Exercise brief: Update the lines from the line with "Which on-screen element is the parked" up to and including the line with "[822,45,1161,259]", changing "parked car" to "parked vehicle" and keeping everything else the same. Return only those lines.

Region labeling records

_ _ _

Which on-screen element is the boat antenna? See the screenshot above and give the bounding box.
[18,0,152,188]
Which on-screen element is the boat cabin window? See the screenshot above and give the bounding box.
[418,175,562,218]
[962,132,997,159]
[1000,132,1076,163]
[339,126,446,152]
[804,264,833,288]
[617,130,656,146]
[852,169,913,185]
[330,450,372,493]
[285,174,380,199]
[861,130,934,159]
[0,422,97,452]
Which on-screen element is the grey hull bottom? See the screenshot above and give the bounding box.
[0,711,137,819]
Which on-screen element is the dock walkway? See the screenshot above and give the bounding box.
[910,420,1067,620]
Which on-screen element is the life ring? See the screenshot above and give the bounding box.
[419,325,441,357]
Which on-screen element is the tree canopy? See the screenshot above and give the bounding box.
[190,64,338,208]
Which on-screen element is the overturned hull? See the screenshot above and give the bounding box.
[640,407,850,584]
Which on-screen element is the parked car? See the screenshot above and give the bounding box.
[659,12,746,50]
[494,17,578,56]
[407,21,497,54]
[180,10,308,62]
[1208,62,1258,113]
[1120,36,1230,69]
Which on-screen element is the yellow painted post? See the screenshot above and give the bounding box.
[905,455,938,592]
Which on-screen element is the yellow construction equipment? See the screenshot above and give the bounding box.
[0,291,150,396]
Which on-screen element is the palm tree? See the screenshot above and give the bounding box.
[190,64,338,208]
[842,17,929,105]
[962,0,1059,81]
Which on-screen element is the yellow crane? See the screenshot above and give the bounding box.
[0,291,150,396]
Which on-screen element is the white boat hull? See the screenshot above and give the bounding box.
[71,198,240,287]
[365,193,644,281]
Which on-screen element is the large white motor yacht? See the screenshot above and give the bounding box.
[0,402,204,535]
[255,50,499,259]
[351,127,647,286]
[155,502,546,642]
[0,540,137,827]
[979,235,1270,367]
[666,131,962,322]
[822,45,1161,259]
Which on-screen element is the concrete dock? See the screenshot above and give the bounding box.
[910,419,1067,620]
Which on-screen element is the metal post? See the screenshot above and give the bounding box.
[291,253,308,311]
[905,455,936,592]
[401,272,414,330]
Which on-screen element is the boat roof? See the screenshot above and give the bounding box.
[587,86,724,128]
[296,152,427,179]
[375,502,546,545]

_ _ _

Problem solution:
Which on-screen element is the parked vehicle? See the screenshot above and give the bounding box.
[659,12,746,50]
[494,17,578,56]
[407,21,497,54]
[180,10,308,62]
[1208,62,1258,113]
[1120,36,1230,69]
Which on-screen element is the yellow painted post? See the screenshot above and give the bounding box.
[905,455,938,592]
Which on-screen element is the yellow construction equipment? See the screenshot above and give the bounding box.
[0,291,150,396]
Which on-screen element is the palm tree? See the screenshot above and give the bounding box.
[190,64,338,208]
[842,17,929,105]
[962,0,1059,81]
Which on-screen element is the yellow crane? See the screenshot above and give the bounding box.
[0,291,150,396]
Which on-screen element is the white boat hull? See the screenshot above and give the bounding box.
[71,198,240,287]
[365,193,644,281]
Which on-screen element is the large white motor yacht? See the screenshot above and give the bounding box.
[0,402,204,535]
[255,50,499,259]
[351,127,647,286]
[155,502,546,642]
[0,540,137,827]
[979,235,1270,367]
[666,131,962,322]
[822,45,1161,259]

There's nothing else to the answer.